- [THE TASK] Reproduce the lines of the listing below verbatim, covering everything from the line containing "Can you find the white front" down to the end of the listing, with both ends included.
-- BEGIN DATASET ROWS --
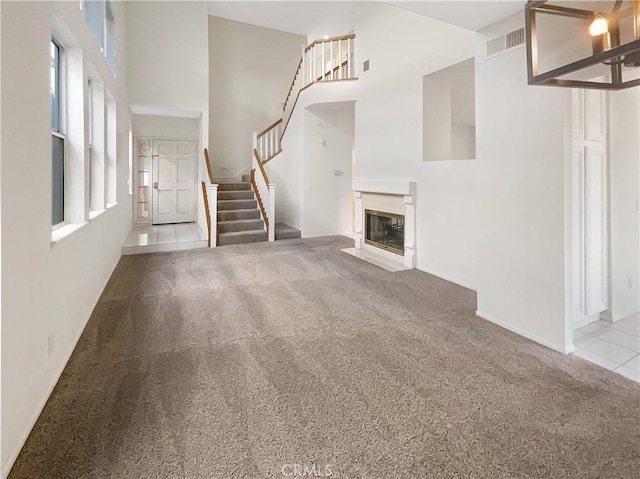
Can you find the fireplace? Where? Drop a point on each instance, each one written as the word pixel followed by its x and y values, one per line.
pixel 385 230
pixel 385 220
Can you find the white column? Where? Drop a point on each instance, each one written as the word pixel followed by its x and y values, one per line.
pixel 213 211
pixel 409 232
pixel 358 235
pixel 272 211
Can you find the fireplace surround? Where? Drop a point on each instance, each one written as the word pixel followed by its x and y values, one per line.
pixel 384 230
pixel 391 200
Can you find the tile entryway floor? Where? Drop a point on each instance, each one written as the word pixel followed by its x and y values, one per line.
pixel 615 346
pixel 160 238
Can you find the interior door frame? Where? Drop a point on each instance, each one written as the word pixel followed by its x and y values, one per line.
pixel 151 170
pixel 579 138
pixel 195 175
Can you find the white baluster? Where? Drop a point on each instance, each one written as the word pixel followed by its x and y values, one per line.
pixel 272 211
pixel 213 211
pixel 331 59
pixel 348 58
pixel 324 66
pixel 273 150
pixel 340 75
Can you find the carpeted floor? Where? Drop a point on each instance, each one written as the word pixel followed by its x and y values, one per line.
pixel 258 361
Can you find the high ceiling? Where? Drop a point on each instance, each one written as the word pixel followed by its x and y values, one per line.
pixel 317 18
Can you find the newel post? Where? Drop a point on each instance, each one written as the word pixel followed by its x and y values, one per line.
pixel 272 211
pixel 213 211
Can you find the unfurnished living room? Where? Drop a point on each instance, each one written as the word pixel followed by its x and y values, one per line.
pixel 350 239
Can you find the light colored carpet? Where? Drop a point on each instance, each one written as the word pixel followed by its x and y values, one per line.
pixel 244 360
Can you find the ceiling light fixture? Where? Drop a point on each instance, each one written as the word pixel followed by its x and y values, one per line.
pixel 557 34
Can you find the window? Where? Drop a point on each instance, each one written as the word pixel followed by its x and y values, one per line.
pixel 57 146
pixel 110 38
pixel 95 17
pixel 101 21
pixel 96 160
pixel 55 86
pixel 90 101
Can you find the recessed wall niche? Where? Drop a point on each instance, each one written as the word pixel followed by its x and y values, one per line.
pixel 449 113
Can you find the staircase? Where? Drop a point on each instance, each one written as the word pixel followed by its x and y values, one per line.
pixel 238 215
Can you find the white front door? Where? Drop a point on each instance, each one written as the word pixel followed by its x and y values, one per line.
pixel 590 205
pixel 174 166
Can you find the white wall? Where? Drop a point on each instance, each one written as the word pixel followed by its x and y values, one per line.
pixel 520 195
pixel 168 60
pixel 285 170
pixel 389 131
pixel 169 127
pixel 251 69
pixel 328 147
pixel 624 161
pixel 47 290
-- END DATASET ROWS --
- [IN RESPONSE]
Can you find the white front door? Where? Drop a point on each instance, each one written as the word pixel followed by its x and y values, one per line.
pixel 590 205
pixel 174 166
Can you find the white wall? Where? Drop a point on each instance, each one written as the word pixel followed by its x and y values, one per line.
pixel 520 195
pixel 168 60
pixel 285 170
pixel 389 131
pixel 169 127
pixel 251 69
pixel 328 147
pixel 624 161
pixel 47 290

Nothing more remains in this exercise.